### Reading passage:
========================================================================

Open ChristianRue opened 4 years ago
Hi guys, I have the same issue running all the examples here that you provide: https://github.com/nalepae/pandarallel/blob/master/docs/examples.ipynb
Running them with python 3.8 and Pipfile: [[source]] name = "pypi" url = "https://pypi.org/simple" verify_ssl = true
[dev-packages] flake8 = "*"
[packages] fastapi = "" uvicorn = "" pyyaml = "" pandas = "" psycopg2 = ">=2.8.4" colorlog = "" shapely = "" tqdm = "" googlemaps = "" timezonefinder = "" python-levenshtein = "" boto3 = "" polyline = "" geopandas = "" scipy = "" sklearn = "" colour = "" folium = "" matplotlib = "" seaborn = "" googleads = "" holoviews = "" console = "" nox = "" pytest = "" flake8 = "" coverage = "" pytest-cov = "" celery = "" redis = "" python-multipart = "" xlrd = "" jupyterlab = "" nbconvert = "" ipywidgets = "" rtree = "" pandarallel = ""
[requires] python_version = "3.8"
I have the same problem here! Using pandarallel on Windows 10 and Jupyter notebook.
Getting the same issue on MacOS in Python 3.8
Package Version
black 19.10b0
numpy 1.17.4
pandarallel 1.4.6
pandas 0.25.3
pip 20.0.2
Edit: Tried the same code in Python 3.7.3 which works no problem.
Getting the same issue: Windows 10 and Spyder
Having the same issue on Windows 10 with Jupyter Notebook
I managed to fix this inspired by this
Take a look at this issue
But something is working very weird:
The global scope is not visible anymore. For example, I have to import pandas again in order to use it in function passed into apply, otherwise it will throw NameError: name 'pd' is not defined
The other issue is irrelevant from this one. I have to put my entire code into if __name__ == '__main__':
, or I'll encounter issue 76. I'm not sure the proper way to handle it
Since I didn't solve it completely and I don't have any time and effort to work on it, I will not submit any pull request for now.

========================================================================

Excerpts from point annotation data
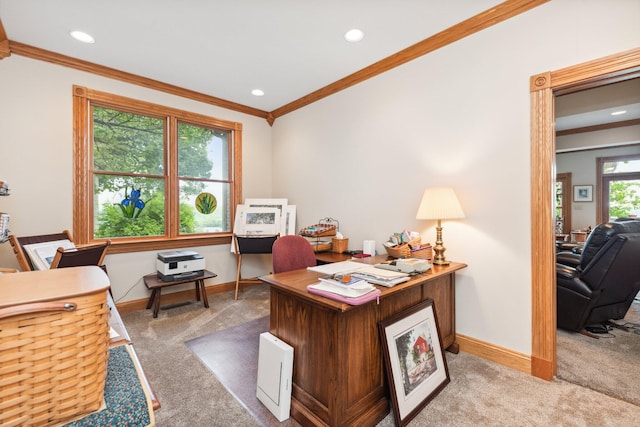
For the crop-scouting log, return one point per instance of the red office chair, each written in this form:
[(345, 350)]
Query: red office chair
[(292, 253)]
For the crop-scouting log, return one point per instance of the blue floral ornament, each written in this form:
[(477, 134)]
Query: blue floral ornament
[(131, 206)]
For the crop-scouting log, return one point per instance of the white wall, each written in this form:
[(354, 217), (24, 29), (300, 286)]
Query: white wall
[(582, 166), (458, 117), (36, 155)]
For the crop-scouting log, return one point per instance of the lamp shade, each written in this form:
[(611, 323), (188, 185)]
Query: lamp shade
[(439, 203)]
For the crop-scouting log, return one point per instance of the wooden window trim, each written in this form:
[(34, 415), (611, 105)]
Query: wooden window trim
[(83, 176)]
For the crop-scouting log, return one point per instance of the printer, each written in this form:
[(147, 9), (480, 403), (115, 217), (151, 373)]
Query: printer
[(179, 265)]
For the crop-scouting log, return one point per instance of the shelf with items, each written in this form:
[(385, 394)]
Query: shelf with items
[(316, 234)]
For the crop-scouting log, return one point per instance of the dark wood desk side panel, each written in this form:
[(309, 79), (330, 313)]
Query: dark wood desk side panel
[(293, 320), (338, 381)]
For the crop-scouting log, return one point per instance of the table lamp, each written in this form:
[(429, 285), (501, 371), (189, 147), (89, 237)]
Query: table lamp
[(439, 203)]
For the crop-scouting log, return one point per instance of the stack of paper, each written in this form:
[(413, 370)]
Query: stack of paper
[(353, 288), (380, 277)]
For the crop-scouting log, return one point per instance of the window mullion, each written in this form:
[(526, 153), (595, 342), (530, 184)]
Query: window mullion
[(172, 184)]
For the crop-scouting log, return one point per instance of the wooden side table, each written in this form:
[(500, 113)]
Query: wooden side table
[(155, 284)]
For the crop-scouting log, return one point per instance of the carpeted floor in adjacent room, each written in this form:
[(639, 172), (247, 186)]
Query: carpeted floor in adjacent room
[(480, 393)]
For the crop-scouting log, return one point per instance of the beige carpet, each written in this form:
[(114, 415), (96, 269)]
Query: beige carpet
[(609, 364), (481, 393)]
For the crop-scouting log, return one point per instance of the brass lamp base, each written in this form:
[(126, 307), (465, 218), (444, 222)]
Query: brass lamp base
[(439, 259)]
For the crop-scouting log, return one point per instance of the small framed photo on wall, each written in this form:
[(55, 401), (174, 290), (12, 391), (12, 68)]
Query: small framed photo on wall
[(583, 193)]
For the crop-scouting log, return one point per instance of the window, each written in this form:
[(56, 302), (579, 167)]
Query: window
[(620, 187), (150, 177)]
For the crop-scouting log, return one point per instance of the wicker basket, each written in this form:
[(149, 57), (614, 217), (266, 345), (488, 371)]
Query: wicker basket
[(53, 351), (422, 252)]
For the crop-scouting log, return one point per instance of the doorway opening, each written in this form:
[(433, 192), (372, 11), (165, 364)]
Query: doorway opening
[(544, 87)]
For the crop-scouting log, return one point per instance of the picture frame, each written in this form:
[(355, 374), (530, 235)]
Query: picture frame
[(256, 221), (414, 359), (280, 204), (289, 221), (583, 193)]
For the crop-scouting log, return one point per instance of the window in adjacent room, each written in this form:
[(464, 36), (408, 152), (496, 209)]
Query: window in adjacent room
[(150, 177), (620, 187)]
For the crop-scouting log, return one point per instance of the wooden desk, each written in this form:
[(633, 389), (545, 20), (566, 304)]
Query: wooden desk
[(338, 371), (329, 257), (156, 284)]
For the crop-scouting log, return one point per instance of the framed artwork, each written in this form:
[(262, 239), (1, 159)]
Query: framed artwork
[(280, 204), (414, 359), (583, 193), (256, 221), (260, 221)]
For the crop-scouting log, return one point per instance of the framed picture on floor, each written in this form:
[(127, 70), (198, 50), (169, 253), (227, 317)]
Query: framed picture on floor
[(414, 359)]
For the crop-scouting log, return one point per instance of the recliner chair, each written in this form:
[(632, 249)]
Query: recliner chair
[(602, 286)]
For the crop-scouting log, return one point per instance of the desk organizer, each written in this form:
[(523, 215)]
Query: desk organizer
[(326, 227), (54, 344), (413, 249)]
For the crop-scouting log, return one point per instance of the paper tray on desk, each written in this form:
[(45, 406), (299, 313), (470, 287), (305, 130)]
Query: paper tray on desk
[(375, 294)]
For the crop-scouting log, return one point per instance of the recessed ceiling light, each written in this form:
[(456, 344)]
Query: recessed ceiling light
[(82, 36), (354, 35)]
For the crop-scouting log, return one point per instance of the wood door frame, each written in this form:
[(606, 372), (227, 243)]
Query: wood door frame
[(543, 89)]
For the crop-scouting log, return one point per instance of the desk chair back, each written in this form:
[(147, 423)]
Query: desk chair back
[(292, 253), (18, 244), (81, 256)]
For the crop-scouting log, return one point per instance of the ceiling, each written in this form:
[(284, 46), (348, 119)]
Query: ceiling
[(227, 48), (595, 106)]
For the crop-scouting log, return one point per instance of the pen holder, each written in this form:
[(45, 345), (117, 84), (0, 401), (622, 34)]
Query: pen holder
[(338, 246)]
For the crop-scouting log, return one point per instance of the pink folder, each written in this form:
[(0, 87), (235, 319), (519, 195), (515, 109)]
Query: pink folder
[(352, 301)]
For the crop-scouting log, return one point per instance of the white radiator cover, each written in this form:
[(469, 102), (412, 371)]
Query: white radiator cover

========================================================================

### Given request:
Rename "MacOS" to "Ubuntu" in the pandarallel issue thread, then write out the part that opens with the words containing "I have the same problem" and closes with "works no problem.". The records aren't needed for any of this.

### Exercise result:
I have the same problem here! Using pandarallel on Windows 10 and Jupyter notebook.
Getting the same issue on Ubuntu in Python 3.8
Package Version
black 19.10b0
numpy 1.17.4
pandarallel 1.4.6
pandas 0.25.3
pip 20.0.2
Edit: Tried the same code in Python 3.7.3 which works no problem.